==== Material to process ====

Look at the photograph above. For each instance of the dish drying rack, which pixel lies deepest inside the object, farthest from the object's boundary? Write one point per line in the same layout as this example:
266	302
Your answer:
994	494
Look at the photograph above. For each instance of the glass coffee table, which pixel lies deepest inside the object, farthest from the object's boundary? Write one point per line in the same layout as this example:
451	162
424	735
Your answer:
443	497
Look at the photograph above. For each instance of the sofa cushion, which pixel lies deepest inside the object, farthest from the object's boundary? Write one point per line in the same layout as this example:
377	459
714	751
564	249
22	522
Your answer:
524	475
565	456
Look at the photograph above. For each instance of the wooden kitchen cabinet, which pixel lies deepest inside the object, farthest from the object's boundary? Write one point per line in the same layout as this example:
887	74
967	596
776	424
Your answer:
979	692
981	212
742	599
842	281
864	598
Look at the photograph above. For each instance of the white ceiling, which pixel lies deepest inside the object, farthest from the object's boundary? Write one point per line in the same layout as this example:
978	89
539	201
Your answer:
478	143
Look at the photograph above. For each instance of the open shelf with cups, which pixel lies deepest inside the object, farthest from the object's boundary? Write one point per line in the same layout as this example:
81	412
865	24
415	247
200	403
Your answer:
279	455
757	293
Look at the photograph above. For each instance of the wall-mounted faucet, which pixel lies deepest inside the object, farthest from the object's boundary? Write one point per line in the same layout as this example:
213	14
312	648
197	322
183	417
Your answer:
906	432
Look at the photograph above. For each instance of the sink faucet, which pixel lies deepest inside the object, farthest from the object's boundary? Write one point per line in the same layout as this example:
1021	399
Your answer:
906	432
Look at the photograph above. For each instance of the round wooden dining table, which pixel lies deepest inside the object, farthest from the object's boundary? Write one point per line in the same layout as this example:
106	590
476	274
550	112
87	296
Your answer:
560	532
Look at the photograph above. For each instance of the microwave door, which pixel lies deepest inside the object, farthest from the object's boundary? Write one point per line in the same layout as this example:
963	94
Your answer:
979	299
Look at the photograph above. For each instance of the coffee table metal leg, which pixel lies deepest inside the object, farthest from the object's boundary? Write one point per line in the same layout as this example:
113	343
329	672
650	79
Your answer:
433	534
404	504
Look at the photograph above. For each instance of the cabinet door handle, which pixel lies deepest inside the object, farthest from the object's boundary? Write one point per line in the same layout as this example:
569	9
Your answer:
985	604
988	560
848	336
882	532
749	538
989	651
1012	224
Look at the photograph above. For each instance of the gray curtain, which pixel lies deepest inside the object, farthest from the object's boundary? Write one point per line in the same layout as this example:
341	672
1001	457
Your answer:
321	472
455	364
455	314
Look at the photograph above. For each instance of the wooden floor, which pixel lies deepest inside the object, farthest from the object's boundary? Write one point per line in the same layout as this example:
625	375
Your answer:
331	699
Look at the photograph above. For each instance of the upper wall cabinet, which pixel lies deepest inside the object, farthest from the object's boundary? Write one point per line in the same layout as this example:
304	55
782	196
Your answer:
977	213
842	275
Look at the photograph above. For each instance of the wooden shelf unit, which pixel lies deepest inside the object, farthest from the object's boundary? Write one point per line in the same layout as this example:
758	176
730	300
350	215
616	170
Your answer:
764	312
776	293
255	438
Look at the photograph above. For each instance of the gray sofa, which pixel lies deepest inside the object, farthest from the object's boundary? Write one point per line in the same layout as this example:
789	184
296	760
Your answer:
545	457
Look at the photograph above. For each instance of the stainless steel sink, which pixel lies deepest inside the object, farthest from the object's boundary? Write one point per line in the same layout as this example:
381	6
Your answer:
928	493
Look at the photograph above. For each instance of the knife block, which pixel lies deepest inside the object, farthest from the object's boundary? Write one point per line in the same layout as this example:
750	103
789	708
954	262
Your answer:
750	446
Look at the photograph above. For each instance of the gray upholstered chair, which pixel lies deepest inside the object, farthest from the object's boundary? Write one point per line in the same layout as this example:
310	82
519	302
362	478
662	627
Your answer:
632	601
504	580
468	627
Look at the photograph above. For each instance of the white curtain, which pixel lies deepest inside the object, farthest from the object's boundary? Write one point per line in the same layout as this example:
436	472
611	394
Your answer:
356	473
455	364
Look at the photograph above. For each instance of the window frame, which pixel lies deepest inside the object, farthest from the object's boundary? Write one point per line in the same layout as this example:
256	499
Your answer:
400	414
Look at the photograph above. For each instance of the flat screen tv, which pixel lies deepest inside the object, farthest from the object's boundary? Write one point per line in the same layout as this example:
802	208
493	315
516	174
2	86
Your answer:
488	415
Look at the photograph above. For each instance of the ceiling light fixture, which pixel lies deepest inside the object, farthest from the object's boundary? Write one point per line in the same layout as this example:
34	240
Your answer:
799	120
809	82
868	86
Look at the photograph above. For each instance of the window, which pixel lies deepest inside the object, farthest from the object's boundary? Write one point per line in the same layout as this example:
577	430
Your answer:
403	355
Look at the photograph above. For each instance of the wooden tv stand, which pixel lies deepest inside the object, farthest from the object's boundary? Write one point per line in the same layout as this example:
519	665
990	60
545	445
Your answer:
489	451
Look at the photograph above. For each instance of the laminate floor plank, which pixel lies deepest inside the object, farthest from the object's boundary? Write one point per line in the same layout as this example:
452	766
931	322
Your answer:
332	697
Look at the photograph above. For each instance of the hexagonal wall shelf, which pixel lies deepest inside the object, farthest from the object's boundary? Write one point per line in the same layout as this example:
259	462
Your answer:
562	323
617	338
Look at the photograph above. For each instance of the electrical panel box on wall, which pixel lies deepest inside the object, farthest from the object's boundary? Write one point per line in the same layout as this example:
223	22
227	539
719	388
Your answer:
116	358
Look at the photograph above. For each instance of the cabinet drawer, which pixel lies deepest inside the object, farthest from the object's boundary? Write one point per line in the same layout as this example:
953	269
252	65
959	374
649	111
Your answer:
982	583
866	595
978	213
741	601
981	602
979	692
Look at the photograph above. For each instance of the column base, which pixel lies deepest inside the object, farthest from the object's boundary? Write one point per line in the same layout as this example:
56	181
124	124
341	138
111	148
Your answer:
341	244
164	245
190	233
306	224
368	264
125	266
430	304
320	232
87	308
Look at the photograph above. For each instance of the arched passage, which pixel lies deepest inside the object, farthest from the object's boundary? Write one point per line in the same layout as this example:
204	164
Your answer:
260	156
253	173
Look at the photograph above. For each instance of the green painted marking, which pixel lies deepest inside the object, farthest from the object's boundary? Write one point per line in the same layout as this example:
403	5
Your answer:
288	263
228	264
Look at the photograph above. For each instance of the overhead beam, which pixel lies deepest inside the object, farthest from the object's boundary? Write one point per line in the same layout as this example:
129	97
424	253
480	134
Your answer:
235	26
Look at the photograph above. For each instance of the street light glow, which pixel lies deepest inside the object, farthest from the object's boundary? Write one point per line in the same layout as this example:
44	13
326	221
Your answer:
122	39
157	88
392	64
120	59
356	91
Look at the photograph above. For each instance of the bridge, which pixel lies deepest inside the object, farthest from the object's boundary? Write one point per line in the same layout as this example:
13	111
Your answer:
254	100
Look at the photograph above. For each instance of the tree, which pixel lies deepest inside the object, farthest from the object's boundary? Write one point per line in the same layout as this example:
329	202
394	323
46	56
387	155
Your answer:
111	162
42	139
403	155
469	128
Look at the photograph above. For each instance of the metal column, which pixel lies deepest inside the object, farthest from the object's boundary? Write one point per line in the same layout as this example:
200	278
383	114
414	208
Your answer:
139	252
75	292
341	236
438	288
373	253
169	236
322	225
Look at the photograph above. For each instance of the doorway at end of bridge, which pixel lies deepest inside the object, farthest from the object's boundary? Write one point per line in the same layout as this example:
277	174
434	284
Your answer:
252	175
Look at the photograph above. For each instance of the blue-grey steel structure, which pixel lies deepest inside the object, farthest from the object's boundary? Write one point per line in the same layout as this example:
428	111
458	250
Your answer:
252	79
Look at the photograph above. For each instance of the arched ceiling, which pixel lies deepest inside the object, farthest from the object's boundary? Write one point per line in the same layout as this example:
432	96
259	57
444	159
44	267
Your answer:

====

▸ Exercise task:
Copy the records without any change, beginning with the line that contains "Look at the photograph above. For each instance of the blue-grey" and continuing through the final line of the records, with both of those lines included.

▸ Answer to the exercise:
Look at the photograph above. For each instance of the blue-grey steel structure, which pixel lies deepest inside the object, farthest from the object's boundary? Write one point per line in the same layout as this example:
428	111
458	250
Your answer:
252	79
Look at the photograph above. For each instance of the arched ceiling, which pixel lies deepest inside the object, farthest from the object's boundary? Write one point per line in the same layout as this example:
432	96
259	57
444	159
44	267
Your answer:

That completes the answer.